▶ _WRITTEN REQUEST_
Repeat every line below exactly as it reads.

▶ _PROVIDED DATA_
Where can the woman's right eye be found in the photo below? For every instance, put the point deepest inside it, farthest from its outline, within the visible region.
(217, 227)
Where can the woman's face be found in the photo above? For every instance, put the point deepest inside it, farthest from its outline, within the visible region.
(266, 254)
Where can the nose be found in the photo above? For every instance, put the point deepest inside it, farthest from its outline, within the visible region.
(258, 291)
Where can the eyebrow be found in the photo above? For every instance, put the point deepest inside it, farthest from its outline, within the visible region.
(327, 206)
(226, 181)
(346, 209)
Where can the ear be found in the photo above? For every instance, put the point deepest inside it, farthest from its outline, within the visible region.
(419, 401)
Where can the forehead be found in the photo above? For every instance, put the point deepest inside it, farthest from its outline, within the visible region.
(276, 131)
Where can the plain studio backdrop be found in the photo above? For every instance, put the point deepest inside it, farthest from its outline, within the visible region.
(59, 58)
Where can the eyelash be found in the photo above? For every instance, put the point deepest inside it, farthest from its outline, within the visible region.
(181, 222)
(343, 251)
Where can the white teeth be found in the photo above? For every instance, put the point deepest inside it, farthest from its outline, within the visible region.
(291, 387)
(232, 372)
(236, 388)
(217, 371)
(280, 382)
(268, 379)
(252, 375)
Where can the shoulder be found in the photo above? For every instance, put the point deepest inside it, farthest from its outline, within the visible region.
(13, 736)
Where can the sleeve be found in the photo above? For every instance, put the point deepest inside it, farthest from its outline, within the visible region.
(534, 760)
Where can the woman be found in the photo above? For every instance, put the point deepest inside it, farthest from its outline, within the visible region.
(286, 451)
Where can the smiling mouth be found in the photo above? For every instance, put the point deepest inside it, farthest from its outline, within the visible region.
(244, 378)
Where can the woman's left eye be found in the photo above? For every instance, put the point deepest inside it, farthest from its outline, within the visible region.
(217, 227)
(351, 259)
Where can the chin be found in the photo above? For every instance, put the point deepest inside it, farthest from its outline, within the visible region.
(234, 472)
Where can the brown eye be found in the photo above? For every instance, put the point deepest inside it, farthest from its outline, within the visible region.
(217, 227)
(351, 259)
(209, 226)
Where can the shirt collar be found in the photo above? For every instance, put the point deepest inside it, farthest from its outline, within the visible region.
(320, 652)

▶ _RESPONSE TO THE TASK_
Where can the woman's right eye be found in the photo below? For every instance, put the point deepest inside it, farthest from its outline, within the visible region.
(217, 227)
Where can the woman's face be found in the photo above? For every instance, put the point deepest inside it, farthest from its outline, within the visible region.
(266, 254)
Where can the nose be found in the photo above? For every instance, put the point deepest inside it, farthest from its outline, within the visible region.
(258, 291)
Where can the eyebrow be found in the photo above? For every instance, put the point deepest inside it, farthest from its outline, within the visible region.
(327, 206)
(226, 181)
(346, 209)
Where can the ear be found in the photo above? For every instance, put the point deepest inside it, farthest from its outline, within the visible region.
(419, 401)
Where can the forehead be found in the photo above? For every instance, put the point deepest inside it, farthest from its outline, within the visible region.
(276, 131)
Where can the plain studio backdrop be found in the photo above? For every instance, put the point deepest inside it, farthest from its outline, within the visible region.
(59, 58)
Where can the eyelash be found in the photo above? For every instance, put the point deepest inside it, farthest from its outline, within the visible region.
(181, 222)
(343, 251)
Where can the white teeth be found in the photo above? For every instance, put the point deepest inside it, farthest from its outline, within the visible region.
(291, 387)
(232, 372)
(236, 388)
(217, 371)
(280, 382)
(268, 379)
(252, 375)
Where can the shoulder be found in the photo above? For every instance, put the point deepest inside it, farthest from its outline, within the visible region.
(13, 736)
Where can the sleeve be found in the photo above? For every instance, put the point deepest inside it, farthest from its outline, within the visible region.
(534, 760)
Where can the woman be found in the photo above? For every instance, put the point deepest inside it, farthest from its outline, within the visible region.
(286, 451)
Where can the smiling mouth be found in the photo above? For every instance, put the point deepest inside it, farthest from its outline, within the visible region.
(244, 378)
Where can the woman's left eye be found in the photo above? For every instance, put the point deepest inside it, farthest from its outline, within the visible region.
(217, 227)
(351, 259)
Where can the chin be found in the photo above? For every instance, put the point deepest inside it, farthest from its outline, within the visible region.
(234, 472)
Where can the brown eye be found in the photo above? For every instance, put the point deepest inside it, farthest from its outline, within the visible region.
(217, 227)
(351, 259)
(209, 226)
Where can the shirt collar be found in the photo above? For every instance, put the point deepest inside it, farthest from its outline, within the visible region.
(320, 652)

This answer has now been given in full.